PROBLEM STATEMENT: Report each line of the entries that includes "bicycle" by copying it.
-- INPUT follows --
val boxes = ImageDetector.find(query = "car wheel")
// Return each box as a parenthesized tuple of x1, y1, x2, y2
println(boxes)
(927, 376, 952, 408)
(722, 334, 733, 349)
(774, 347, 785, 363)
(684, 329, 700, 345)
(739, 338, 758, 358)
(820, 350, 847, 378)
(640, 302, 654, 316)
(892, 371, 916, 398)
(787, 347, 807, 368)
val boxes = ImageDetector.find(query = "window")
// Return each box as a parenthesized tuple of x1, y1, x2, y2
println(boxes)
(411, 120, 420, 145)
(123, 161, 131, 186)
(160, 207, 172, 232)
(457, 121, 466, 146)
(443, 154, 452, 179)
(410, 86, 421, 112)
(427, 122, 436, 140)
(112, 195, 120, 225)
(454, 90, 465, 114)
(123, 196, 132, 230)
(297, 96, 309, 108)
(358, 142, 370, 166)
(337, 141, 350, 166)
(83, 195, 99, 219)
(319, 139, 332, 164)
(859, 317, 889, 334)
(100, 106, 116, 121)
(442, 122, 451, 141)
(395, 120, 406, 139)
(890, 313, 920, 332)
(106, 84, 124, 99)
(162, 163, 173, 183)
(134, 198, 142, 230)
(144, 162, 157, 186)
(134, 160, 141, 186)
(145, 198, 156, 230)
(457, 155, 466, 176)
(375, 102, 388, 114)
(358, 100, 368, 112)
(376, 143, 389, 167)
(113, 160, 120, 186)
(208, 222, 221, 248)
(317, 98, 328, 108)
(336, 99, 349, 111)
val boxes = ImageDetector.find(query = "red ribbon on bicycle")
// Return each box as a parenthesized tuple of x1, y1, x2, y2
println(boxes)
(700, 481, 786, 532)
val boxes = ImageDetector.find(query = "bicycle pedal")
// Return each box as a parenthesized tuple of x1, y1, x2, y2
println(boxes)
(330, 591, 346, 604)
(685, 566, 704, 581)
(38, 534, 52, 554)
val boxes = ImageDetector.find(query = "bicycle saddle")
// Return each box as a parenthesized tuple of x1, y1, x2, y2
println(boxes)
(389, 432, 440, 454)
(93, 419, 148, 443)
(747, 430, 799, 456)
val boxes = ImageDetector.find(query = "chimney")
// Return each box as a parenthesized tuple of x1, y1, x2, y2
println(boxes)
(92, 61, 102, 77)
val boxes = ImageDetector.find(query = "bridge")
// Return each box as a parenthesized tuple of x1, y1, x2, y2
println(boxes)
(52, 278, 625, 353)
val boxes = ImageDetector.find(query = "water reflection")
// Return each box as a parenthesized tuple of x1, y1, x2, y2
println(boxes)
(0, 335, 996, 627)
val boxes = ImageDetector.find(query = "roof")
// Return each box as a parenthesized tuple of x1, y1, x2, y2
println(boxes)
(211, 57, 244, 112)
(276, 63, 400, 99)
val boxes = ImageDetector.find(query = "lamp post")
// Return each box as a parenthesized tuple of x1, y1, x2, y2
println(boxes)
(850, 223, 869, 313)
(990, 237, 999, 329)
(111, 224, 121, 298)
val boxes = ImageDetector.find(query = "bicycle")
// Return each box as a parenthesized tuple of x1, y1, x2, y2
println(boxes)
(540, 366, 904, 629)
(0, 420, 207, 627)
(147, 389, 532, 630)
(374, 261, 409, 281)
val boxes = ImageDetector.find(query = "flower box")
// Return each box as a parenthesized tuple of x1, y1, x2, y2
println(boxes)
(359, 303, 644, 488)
-- INPUT concluded --
WORKED SOLUTION:
val boxes = ImageDetector.find(query = "red ribbon on bicycle")
val boxes = ImageDetector.find(query = "bicycle pedal")
val boxes = ImageDetector.find(query = "bicycle saddle")
val boxes = ImageDetector.find(query = "bicycle")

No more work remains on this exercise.